EXERCISE REQUIREMENTS:
Print all of the records below line for line, without changing a single character.

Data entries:
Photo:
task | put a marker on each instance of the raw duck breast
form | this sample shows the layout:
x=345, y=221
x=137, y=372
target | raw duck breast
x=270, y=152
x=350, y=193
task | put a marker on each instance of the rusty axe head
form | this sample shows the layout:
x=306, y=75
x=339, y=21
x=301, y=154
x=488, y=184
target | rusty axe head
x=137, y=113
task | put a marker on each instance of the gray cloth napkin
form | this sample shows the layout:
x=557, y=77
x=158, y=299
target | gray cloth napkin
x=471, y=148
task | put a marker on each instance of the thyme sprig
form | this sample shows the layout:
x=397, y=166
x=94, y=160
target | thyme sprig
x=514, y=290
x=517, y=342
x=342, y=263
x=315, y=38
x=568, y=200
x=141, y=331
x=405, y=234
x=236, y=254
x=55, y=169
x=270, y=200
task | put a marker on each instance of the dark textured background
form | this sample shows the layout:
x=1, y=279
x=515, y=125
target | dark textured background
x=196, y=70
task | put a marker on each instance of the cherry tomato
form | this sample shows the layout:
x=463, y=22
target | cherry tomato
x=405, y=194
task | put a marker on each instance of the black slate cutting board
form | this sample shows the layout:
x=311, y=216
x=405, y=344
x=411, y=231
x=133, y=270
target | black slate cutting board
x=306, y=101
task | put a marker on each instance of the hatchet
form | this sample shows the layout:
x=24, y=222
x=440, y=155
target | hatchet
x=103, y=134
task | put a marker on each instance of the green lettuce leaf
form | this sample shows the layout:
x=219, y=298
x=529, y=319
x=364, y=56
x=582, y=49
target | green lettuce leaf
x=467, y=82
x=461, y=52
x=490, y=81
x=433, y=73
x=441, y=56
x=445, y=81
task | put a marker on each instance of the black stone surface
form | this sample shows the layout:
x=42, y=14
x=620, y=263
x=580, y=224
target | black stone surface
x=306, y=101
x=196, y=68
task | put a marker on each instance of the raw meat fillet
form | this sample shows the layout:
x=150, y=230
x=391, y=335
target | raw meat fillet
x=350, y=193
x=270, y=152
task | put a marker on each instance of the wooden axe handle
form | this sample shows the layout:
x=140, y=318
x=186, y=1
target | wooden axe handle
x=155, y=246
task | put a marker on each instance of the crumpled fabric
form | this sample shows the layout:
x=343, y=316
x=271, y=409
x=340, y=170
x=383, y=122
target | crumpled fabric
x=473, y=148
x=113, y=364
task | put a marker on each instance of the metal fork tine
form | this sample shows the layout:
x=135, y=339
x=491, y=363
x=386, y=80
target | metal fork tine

THE RESULT:
Photo:
task | put a marker on each instance of the raw duck breast
form | this sample shows the layout:
x=345, y=221
x=137, y=372
target | raw duck breast
x=270, y=152
x=350, y=193
task | put a marker on each instance of the rusty axe head
form | this sample shows the layout:
x=306, y=75
x=339, y=21
x=301, y=154
x=488, y=184
target | rusty axe head
x=137, y=113
task | put a marker on each instance of the gray cloth napkin
form | this sample shows the layout:
x=557, y=77
x=158, y=299
target | gray cloth napkin
x=471, y=148
task | put a marker on each instance of the thyme sprig
form | this sample shows the layout:
x=397, y=166
x=94, y=160
target | thyme sprig
x=514, y=290
x=517, y=342
x=342, y=263
x=315, y=38
x=568, y=200
x=141, y=331
x=405, y=234
x=236, y=254
x=55, y=169
x=270, y=200
task | put a marker on each instance of the dark textured background
form | this sample shows the layout:
x=1, y=279
x=515, y=125
target | dark textured background
x=196, y=70
task | put a marker on each instance of the cherry tomato
form | this sample shows the layout:
x=463, y=22
target | cherry tomato
x=405, y=194
task | put a marker on each instance of the black slate cutting board
form | this sample shows the layout:
x=311, y=216
x=405, y=344
x=411, y=231
x=133, y=270
target | black slate cutting board
x=306, y=101
task | put a marker on each instance of the hatchet
form | this sample shows the layout:
x=24, y=222
x=440, y=155
target | hatchet
x=103, y=134
task | put a marker on each instance of the green lettuce leaf
form | this sample shows the layout:
x=219, y=298
x=529, y=319
x=364, y=56
x=582, y=49
target | green lettuce leaf
x=467, y=82
x=461, y=52
x=490, y=81
x=433, y=73
x=441, y=56
x=445, y=81
task | put a marker on each instance of the black stone surface
form | this sample shows the layout:
x=42, y=14
x=620, y=263
x=580, y=224
target | black stone surface
x=306, y=101
x=196, y=68
task | put a marker on each instance of the raw meat fillet
form | this sample shows the layout:
x=150, y=230
x=391, y=335
target | raw meat fillet
x=350, y=193
x=270, y=152
task | put a marker on each instance of the wooden axe handle
form | this sample shows the layout:
x=140, y=318
x=186, y=1
target | wooden axe handle
x=155, y=246
task | put a marker on each instance of the crumpled fabric
form | this sample shows the layout:
x=343, y=316
x=271, y=409
x=340, y=170
x=383, y=122
target | crumpled fabric
x=473, y=148
x=113, y=364
task | put a marker on each instance of the metal fork tine
form | this sample shows the layout:
x=135, y=339
x=491, y=363
x=386, y=80
target | metal fork tine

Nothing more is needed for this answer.